Below are records; reproduce exactly the lines from the one containing "Expected: for every instance of the airplane" through the end, both included, and only those.

— Data records —

-------

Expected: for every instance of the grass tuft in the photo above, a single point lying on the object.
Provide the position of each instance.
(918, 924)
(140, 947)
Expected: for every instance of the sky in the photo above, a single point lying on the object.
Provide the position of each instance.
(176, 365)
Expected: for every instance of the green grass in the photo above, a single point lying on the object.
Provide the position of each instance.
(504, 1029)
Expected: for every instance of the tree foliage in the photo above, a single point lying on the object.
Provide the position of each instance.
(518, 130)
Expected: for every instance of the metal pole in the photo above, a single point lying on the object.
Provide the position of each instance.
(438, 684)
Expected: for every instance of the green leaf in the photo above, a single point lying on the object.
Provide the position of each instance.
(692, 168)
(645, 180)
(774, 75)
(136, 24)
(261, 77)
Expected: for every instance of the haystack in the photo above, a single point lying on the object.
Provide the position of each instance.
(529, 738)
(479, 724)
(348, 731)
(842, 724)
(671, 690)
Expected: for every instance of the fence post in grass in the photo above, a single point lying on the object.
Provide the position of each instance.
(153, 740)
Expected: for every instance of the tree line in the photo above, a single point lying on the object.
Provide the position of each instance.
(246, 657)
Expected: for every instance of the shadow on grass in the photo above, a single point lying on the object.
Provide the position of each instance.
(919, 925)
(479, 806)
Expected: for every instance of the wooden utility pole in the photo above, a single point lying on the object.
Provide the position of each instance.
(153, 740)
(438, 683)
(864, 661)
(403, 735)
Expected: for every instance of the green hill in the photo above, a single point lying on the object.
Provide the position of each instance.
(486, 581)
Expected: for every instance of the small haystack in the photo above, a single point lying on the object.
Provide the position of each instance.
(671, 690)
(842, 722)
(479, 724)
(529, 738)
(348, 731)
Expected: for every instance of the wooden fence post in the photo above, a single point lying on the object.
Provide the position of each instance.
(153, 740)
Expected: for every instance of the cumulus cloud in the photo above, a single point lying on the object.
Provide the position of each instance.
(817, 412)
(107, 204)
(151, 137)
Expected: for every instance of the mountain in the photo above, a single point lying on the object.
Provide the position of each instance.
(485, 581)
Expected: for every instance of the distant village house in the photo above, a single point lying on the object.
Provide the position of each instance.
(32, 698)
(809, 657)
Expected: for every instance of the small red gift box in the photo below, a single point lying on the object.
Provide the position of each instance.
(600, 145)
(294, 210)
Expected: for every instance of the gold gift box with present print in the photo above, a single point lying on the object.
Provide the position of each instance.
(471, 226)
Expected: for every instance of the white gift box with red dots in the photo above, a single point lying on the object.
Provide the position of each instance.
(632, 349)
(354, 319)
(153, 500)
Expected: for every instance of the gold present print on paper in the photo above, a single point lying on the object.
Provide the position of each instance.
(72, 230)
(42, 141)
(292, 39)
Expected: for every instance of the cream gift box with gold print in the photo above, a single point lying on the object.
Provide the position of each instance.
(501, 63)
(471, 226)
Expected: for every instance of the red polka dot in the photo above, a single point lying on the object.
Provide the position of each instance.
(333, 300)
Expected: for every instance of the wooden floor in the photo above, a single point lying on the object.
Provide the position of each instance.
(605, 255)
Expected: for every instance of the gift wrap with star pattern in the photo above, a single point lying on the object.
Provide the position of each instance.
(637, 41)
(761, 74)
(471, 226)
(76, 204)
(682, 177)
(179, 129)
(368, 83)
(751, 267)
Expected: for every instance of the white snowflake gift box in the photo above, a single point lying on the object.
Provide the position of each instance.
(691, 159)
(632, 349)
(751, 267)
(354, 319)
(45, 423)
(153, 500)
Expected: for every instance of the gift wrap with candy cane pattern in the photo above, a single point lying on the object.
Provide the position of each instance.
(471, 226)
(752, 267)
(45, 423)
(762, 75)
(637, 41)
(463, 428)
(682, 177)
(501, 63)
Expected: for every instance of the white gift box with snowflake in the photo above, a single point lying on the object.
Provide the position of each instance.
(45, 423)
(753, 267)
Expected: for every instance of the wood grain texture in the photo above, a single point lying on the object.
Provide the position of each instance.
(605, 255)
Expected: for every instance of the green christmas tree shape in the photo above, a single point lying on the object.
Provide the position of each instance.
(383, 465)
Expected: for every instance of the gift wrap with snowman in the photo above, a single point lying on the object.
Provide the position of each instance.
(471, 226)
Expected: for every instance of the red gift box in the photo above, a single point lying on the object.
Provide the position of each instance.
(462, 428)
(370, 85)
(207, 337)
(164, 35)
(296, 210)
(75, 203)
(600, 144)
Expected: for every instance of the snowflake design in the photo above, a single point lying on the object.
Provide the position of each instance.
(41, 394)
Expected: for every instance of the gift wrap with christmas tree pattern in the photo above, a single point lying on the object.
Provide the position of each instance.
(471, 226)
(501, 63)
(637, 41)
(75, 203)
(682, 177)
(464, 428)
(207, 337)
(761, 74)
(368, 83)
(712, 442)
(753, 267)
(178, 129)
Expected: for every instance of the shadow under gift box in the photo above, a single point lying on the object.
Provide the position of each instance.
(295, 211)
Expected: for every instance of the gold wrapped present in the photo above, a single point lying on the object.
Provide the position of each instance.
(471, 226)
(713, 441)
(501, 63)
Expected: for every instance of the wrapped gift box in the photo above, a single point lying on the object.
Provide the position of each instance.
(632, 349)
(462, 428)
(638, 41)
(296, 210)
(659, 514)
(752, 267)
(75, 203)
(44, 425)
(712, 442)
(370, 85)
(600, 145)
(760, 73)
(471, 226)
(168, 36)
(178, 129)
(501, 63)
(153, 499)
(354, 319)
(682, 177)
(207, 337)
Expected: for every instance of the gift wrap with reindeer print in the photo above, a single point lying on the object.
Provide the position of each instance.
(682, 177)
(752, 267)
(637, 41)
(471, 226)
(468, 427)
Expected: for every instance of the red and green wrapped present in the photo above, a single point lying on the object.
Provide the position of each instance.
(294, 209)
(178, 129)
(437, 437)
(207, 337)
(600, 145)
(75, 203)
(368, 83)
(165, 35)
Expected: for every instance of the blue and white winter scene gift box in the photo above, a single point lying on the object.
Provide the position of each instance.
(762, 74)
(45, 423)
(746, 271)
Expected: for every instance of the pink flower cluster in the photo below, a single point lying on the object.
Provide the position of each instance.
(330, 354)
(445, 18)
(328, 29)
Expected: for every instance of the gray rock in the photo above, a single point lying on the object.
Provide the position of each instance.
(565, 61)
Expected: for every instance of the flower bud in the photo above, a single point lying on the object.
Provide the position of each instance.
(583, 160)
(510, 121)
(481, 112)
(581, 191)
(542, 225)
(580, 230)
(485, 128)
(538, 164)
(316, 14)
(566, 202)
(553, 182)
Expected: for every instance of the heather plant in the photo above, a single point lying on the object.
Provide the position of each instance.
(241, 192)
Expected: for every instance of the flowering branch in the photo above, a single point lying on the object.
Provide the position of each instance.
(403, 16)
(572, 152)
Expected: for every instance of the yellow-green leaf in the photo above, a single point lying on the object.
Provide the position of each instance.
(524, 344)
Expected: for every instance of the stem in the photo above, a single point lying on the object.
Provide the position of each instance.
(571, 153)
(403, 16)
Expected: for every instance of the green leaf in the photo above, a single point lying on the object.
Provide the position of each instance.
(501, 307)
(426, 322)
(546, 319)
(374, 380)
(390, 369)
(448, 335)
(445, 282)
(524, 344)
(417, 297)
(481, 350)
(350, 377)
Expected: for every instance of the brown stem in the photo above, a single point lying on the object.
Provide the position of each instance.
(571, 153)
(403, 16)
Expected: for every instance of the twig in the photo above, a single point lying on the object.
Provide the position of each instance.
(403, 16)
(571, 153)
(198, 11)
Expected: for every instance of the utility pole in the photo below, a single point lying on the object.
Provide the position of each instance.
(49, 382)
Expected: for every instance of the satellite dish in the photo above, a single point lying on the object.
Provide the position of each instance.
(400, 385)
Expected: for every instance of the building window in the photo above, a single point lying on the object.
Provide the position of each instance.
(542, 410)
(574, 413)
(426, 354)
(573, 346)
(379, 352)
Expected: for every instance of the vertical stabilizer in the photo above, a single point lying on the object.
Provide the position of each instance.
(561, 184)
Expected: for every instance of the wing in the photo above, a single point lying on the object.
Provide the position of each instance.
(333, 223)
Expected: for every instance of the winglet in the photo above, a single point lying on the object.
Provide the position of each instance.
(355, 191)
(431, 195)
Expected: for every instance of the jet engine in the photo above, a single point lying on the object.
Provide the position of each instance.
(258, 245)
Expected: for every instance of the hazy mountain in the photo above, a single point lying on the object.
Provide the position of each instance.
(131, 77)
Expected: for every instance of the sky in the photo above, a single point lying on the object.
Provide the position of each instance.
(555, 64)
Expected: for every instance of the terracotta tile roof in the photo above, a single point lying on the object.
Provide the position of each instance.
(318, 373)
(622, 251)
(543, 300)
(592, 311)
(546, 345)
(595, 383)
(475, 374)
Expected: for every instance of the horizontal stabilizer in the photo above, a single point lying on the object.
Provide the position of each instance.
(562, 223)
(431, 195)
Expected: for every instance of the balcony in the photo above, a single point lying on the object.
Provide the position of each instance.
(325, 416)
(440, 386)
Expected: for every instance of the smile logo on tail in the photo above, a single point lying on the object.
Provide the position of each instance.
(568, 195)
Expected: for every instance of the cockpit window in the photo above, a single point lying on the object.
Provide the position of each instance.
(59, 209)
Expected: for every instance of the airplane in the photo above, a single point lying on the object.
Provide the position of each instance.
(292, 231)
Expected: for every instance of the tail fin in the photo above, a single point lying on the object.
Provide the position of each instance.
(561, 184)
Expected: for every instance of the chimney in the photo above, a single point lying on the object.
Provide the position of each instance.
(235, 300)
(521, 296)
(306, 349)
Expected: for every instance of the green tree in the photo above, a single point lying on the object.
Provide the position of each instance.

-------

— ANSWER —
Expected: for every instance of the airplane in the photo above, a single point lying on the object.
Provide the position of each instance.
(292, 231)
Expected: for every instance of the tail fin in the photo above, a single point lying on the object.
Provide the position of each instance.
(561, 184)
Expected: for every instance of the chimney in the photo above, a single point lying on the object.
Provide the position of each instance.
(235, 300)
(521, 296)
(306, 349)
Expected: for every instance of the green tree in the photo above, a single point lying on the object.
Provide the position of each instance.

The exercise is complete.